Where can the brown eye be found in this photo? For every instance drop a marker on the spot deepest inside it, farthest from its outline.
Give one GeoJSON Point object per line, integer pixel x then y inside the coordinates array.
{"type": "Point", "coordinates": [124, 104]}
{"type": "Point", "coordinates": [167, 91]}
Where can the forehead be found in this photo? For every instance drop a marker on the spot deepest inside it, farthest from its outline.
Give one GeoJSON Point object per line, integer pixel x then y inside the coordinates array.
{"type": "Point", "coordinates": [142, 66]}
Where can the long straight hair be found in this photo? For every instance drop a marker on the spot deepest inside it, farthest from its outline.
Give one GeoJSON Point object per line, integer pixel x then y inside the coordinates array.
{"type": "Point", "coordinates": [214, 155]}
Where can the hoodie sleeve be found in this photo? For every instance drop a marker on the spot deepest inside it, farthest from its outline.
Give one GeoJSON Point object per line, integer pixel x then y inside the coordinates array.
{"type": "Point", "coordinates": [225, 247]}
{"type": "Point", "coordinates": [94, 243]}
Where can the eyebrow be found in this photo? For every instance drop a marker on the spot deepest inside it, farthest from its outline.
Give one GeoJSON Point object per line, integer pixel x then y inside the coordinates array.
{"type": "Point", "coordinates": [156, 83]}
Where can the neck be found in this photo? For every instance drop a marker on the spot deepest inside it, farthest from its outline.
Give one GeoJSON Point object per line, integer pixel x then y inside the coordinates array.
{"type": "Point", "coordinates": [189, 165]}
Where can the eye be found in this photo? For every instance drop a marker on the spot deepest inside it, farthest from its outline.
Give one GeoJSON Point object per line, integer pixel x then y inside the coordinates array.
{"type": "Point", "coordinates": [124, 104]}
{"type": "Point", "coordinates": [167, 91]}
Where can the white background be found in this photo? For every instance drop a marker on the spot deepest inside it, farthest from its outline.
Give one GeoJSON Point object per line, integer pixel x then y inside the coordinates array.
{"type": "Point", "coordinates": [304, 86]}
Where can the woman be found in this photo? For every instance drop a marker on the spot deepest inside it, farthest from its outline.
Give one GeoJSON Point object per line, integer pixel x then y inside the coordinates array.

========================================================================

Give every line of the material above as a JSON list of strings, one string per line, and leave out blank lines.

[
  "Where can the brown eye be found in this photo? For every instance drop a marker on the spot deepest inside it, farthest from its outline.",
  "Give one GeoJSON Point object per line, integer pixel x then y inside the coordinates array.",
  "{\"type\": \"Point\", \"coordinates\": [124, 104]}",
  "{\"type\": \"Point\", \"coordinates\": [167, 91]}",
  "Where can the forehead be found in this photo? For every instance drop a marker on the spot deepest inside it, farthest from its outline.",
  "Give one GeoJSON Point object per line, integer pixel x then y inside the coordinates array.",
  "{\"type\": \"Point\", \"coordinates\": [142, 66]}",
  "Where can the long straight hair be found in this photo? For every instance drop a marker on the spot deepest inside it, farthest from its outline.",
  "Give one GeoJSON Point object per line, integer pixel x then y inside the coordinates array.",
  "{\"type\": \"Point\", \"coordinates\": [214, 155]}",
  "Where can the hoodie sleeve be found in this photo? For every instance drop a marker on the spot deepest inside it, farthest from its outline.",
  "Give one GeoJSON Point object per line, integer pixel x then y inside the coordinates array.",
  "{\"type\": \"Point\", \"coordinates\": [225, 247]}",
  "{\"type\": \"Point\", \"coordinates\": [94, 243]}",
  "Where can the eyebrow be found in this photo? For every instance drop a marker on the spot deepest inside it, farthest from its outline.",
  "Give one GeoJSON Point object per line, integer pixel x then y inside the coordinates array.",
  "{\"type\": \"Point\", \"coordinates\": [156, 83]}",
  "Where can the neck be found in this photo? For every instance drop a marker on the spot deepest inside it, farthest from its outline.",
  "Give one GeoJSON Point object per line, integer pixel x then y inside the coordinates array.",
  "{\"type\": \"Point\", \"coordinates\": [189, 165]}",
  "Where can the eye be found in this photo? For every instance drop a marker on the spot deepest inside it, farthest from its outline.",
  "Give one GeoJSON Point object per line, integer pixel x then y inside the coordinates array.",
  "{\"type\": \"Point\", \"coordinates\": [124, 104]}",
  "{\"type\": \"Point\", \"coordinates\": [167, 91]}",
  "Where can the white background be found in this photo? For every instance drop a marker on the spot deepest inside it, farthest from its outline.",
  "Give one GeoJSON Point object per line, integer pixel x then y inside the coordinates array.",
  "{\"type\": \"Point\", \"coordinates\": [304, 86]}",
  "Where can the woman be found in this photo? For every instance drop a marker on the spot deepest inside it, farthest from its outline.",
  "Give one GeoJSON Point object per line, integer pixel x then y inside the coordinates array."
]